__ASSIGNMENT__. Write down every entry below once more, exactly.

--- START ---

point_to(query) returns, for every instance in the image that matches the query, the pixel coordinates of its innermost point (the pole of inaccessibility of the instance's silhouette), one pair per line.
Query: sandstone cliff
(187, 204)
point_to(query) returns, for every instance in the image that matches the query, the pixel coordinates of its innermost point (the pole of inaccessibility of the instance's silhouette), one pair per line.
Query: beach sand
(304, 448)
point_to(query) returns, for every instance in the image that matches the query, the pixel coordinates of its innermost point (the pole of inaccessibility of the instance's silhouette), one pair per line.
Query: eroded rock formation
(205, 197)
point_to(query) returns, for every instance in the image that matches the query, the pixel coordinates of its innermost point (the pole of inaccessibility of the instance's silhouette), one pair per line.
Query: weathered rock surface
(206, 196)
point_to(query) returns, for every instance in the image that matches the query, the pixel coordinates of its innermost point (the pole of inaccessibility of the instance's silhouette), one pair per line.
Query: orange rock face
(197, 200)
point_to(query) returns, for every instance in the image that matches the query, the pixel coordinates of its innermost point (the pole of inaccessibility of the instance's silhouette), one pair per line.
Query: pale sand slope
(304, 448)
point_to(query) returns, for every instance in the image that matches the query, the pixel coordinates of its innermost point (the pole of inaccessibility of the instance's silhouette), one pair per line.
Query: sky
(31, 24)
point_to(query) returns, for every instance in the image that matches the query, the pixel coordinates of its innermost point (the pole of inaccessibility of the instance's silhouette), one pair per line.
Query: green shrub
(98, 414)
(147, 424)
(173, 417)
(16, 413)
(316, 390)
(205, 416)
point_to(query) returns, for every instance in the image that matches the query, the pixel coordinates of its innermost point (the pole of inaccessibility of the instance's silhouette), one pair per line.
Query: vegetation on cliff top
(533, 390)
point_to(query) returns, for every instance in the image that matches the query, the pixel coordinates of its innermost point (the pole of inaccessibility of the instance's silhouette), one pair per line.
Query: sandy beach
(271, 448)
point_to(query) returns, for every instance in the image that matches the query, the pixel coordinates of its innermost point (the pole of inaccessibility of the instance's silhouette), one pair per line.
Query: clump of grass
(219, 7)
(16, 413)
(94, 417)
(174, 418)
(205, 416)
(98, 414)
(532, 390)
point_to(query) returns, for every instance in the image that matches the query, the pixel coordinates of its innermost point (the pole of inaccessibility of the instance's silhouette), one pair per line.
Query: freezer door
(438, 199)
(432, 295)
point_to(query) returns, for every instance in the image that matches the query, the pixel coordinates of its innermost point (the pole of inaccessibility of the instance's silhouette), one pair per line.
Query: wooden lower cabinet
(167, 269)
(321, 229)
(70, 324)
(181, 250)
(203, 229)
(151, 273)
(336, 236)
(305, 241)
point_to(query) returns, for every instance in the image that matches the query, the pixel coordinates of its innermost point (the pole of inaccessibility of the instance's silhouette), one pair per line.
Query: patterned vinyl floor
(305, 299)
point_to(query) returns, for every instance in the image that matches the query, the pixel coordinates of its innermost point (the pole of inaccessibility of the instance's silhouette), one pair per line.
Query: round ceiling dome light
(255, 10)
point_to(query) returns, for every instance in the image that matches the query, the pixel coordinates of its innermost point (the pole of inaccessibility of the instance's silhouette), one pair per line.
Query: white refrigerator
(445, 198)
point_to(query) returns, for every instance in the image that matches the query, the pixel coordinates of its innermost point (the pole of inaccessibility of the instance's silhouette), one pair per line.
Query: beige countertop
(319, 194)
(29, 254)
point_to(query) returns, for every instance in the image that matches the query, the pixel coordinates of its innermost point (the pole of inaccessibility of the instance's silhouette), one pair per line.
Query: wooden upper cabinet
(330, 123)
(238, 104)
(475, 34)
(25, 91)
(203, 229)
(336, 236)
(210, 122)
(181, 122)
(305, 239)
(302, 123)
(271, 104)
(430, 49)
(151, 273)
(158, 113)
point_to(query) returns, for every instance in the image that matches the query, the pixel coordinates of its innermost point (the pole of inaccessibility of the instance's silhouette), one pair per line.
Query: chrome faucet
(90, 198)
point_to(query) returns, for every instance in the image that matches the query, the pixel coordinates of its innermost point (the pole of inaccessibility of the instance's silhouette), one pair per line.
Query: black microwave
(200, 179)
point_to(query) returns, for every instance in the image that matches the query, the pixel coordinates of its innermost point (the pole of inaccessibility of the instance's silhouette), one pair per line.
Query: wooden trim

--- END ---

__ANSWER TO THIS TASK__.
point_to(query) returns, for every instance in the image that matches the query, the pixel coordinates of its innermost point (the pole of inaccessibility of the instance's silhouette), one pair per line.
Query: sandstone cliff
(187, 204)
point_to(query) returns, for every instance in the image that matches the query, the pixel coordinates of its innermost point (the pole of inaccessibility of the instance's silhouette), one pair per line.
Query: beach sand
(304, 448)
point_to(query) returns, for every instance in the image that matches the query, the pixel coordinates of its innermost point (the pole of inaccessibility of the instance's silhouette), one pair per line.
Query: eroded rock formation
(205, 197)
point_to(query) returns, for every instance in the image that matches the query, the pixel coordinates of its innermost point (the pole of inaccessibility of the instance's silhouette), one pair per line.
Query: weathered rock surface
(206, 196)
point_to(query) returns, for every instance in the image that matches the query, the pixel coordinates of its innermost point (the pole of inaccessibility of the instance's silhouette), one pair per line.
Query: orange rock face
(197, 200)
point_to(query) returns, for every instance in the image that matches the query, the pixel coordinates of its innermost point (the pole of inaccessibility of the instance's silhouette), one pair per line.
Query: pale sand slope
(304, 448)
point_to(query) returns, for every instance in the image that matches the query, the pixel coordinates of its innermost point (the pole of inaccessibility of the instance's silhouette), one pair per line.
Query: sky
(31, 24)
point_to(query) returns, for every instance in the image that matches the query, the pixel coordinates of its innermost point (the pole of inaccessibility of the instance's silhouette), one pair per line.
Query: green shrub
(98, 414)
(147, 424)
(173, 417)
(16, 413)
(316, 390)
(205, 416)
point_to(query) returns, for every instance in the image that matches the query, the pixel coordinates of its innermost point (the pole of inaccessibility of the instance's silhouette), one pair per line.
Query: vegetation on cliff top
(533, 390)
point_to(query) returns, for every instance in the image that matches the query, the pixel coordinates of its innermost point (the pole of inaccessibility of the instance's silhouette), one pair per line.
Query: sandy beach
(271, 448)
point_to(query) returns, for every instance in the image that matches the query, the pixel coordinates of its innermost point (the pole of inaccessibility of the instance's silhouette), one pair per line.
Query: clump of grass
(219, 7)
(16, 413)
(94, 417)
(174, 418)
(205, 416)
(98, 414)
(532, 390)
point_to(query) returns, for every instance in the image that matches the query, the pixel coordinates of its innermost point (the pole of inaccessibility of the instance's silhouette), one pair per line.
Query: freezer door
(438, 199)
(432, 295)
point_to(query) returns, for every instance in the image that matches the query, the pixel coordinates of its innermost point (the pole of inaccessibility of the instance's silhouette), one pair per line.
Query: wooden lower cabinet
(167, 269)
(321, 229)
(70, 324)
(181, 250)
(203, 229)
(151, 273)
(336, 236)
(305, 241)
point_to(query) returns, for every instance in the image that matches the query, the pixel coordinates of its innermost point (the pole of inaccessibility of the instance's silhouette), one pair per line.
Query: patterned vinyl floor
(305, 299)
point_to(query) returns, for every instance in the image that matches the query, the pixel coordinates of its innermost point (the pole of inaccessibility of the instance's silhouette), one pair per line.
Query: round ceiling dome light
(255, 10)
point_to(query) returns, for every instance in the image that matches the query, the pixel coordinates of its innermost point (the pole of inaccessibility of the instance's silhouette), one pair per line.
Query: white refrigerator
(445, 198)
point_to(query) returns, for every instance in the image that matches the query, the pixel coordinates of its innermost point (the pole of inaccessibility of the instance's silhouette), one pair per line.
Query: beige countertop
(319, 194)
(29, 254)
point_to(query) returns, for every instance in the image that matches the query, the pixel coordinates of its innermost point (the pole of inaccessibility of the instance's silhouette), one pair per line.
Query: wooden upper cabinet
(330, 123)
(238, 104)
(475, 34)
(25, 91)
(203, 229)
(336, 236)
(210, 122)
(181, 122)
(305, 239)
(302, 123)
(271, 104)
(430, 49)
(151, 273)
(158, 113)
point_to(query) returns, for every instance in the image that matches the query, the pixel coordinates of its innermost point (the pole of inaccessibility of the instance's silhouette), one pair per line.
Query: chrome faucet
(90, 198)
point_to(query) returns, for every instance in the image that matches the query, the pixel coordinates of its innermost point (the pole of inaccessibility of the instance's silhouette), one pair per line.
Query: black microwave
(200, 179)
point_to(query) returns, for every instance in the image that matches the query, the pixel coordinates of its innermost point (the pole of inaccessibility of the instance's silhouette), one pair per line.
Query: wooden trim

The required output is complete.